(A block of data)
[start]

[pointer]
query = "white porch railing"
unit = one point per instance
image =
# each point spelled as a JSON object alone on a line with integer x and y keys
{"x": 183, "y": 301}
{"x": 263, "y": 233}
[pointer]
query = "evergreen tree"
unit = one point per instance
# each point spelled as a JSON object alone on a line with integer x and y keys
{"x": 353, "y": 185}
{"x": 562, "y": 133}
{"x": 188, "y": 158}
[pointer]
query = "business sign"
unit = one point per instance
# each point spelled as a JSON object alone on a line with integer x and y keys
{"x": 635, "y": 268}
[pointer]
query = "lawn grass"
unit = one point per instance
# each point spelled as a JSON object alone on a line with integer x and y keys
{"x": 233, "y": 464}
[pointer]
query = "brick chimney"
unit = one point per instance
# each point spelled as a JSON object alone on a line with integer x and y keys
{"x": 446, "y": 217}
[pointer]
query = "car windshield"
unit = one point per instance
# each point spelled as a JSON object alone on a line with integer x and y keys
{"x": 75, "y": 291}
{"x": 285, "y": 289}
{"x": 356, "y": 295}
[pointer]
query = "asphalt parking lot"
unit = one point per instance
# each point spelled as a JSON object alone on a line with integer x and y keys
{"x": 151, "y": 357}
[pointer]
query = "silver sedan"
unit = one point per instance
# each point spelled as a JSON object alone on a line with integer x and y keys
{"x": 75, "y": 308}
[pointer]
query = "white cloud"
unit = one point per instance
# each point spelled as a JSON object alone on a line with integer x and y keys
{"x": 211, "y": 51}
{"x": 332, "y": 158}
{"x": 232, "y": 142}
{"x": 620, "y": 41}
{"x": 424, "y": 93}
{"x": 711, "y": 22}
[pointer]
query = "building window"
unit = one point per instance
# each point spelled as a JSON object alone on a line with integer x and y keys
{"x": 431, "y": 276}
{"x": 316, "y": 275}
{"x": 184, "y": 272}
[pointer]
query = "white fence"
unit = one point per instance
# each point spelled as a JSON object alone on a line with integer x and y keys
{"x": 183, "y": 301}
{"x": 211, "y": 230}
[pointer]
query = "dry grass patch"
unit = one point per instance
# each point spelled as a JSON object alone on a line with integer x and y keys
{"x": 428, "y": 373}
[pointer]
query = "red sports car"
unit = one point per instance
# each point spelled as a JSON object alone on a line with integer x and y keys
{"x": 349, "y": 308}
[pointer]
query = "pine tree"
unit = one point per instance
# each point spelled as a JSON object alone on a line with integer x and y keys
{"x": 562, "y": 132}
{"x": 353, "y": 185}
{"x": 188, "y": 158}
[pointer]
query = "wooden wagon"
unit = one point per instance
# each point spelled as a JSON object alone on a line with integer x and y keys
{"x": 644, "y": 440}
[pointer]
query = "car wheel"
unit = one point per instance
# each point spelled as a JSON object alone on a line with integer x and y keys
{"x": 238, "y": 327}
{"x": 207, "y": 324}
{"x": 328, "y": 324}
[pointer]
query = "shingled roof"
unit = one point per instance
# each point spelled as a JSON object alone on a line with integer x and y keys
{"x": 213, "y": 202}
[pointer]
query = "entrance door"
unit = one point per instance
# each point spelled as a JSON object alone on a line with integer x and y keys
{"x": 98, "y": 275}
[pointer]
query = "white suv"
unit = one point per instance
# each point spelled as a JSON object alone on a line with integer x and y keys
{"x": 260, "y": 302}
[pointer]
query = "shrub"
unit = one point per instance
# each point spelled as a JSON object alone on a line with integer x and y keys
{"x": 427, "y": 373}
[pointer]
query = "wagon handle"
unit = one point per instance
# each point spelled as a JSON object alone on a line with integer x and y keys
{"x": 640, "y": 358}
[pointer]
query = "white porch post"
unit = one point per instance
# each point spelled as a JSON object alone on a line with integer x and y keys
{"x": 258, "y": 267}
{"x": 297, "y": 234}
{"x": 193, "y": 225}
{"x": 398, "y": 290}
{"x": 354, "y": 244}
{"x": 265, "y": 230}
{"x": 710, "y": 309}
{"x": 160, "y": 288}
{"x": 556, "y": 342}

[end]

Short problem »
Output each record precisely as given.

Answer »
[pointer]
query = "white porch railing"
unit = one point per instance
image =
# each point spelled as a JSON object alone on a line with integer x and y keys
{"x": 183, "y": 301}
{"x": 263, "y": 233}
[pointer]
query = "evergreen tree"
unit = one point per instance
# each point spelled as a JSON object alone on a line with integer x and y keys
{"x": 353, "y": 185}
{"x": 562, "y": 133}
{"x": 188, "y": 158}
[pointer]
query = "business sign"
unit = one point per instance
# each point spelled as a JSON object alone on a line with integer x and y keys
{"x": 635, "y": 268}
[pointer]
query = "lawn grass"
unit = one point per instance
# each point spelled as a JSON object alone on a line with integer x and y keys
{"x": 233, "y": 464}
[pointer]
query = "brick chimney"
unit = one point per instance
# each point spelled as a JSON object alone on a line with integer x and y keys
{"x": 446, "y": 217}
[pointer]
query = "car windshield"
unit = one point per instance
# each point spelled as a JSON object alone on a line with integer x and y keys
{"x": 75, "y": 291}
{"x": 285, "y": 289}
{"x": 356, "y": 295}
[pointer]
query = "asphalt parking lot"
unit = one point per instance
# each point spelled as a JSON object alone on a line with integer x and y keys
{"x": 151, "y": 357}
[pointer]
query = "silver sedan"
unit = one point per instance
# each point spelled as a JSON object alone on a line with integer x and y keys
{"x": 75, "y": 308}
[pointer]
query = "white cloud"
unit = one point per instance
# each point spelled as a JSON object alone on a line with integer x and y keys
{"x": 211, "y": 51}
{"x": 332, "y": 158}
{"x": 232, "y": 142}
{"x": 620, "y": 41}
{"x": 424, "y": 93}
{"x": 711, "y": 22}
[pointer]
query = "building window"
unit = one point per instance
# each point spelled as a JSON object alone on a line with integer x and y keys
{"x": 431, "y": 276}
{"x": 316, "y": 275}
{"x": 184, "y": 272}
[pointer]
query = "white fence"
unit = one point per instance
# each point spelled as a JSON object alone on a line with integer x and y keys
{"x": 183, "y": 301}
{"x": 211, "y": 230}
[pointer]
query = "dry grass patch"
unit = one point per instance
# each point spelled as a JSON object alone on a line with integer x and y keys
{"x": 428, "y": 373}
[pointer]
query = "red sports car"
unit = one point per instance
# each point spelled as a JSON object alone on a line with integer x and y keys
{"x": 349, "y": 308}
[pointer]
query = "pine tree"
unit = one point per instance
# each point spelled as a JSON object alone on a line with integer x and y keys
{"x": 562, "y": 132}
{"x": 353, "y": 185}
{"x": 188, "y": 158}
[pointer]
query = "wooden wagon"
unit = one point per instance
# each point spelled as a JSON object alone on a line with integer x and y keys
{"x": 644, "y": 440}
[pointer]
query = "car wheel"
unit = one point per instance
# each point spelled as a JSON object alone on a line with integer x and y keys
{"x": 238, "y": 327}
{"x": 207, "y": 324}
{"x": 328, "y": 324}
[pointer]
query = "shingled roof"
unit = one point per instance
# each point spelled as a JSON object alone on a line with integer x and y keys
{"x": 213, "y": 202}
[pointer]
query = "entrance door"
unit = one point per instance
# each point spelled as a JSON object alone on a line with integer x and y keys
{"x": 98, "y": 275}
[pointer]
query = "white suv"
unit = one point per instance
# each point spelled as a JSON object alone on a line with integer x and y keys
{"x": 260, "y": 302}
[pointer]
query = "shrub"
unit = one point per instance
# each point spelled as a JSON object alone on a line with integer x and y keys
{"x": 427, "y": 373}
[pointer]
query = "wagon handle"
unit = one point per instance
# each point spelled as a JSON object alone on a line with integer x and y keys
{"x": 640, "y": 358}
[pointer]
query = "white porch post"
unit = one point per instance
# each point spelled as a JSON object alone on a line with integer x and y keys
{"x": 258, "y": 267}
{"x": 297, "y": 234}
{"x": 193, "y": 225}
{"x": 398, "y": 290}
{"x": 354, "y": 244}
{"x": 265, "y": 230}
{"x": 710, "y": 309}
{"x": 160, "y": 288}
{"x": 556, "y": 342}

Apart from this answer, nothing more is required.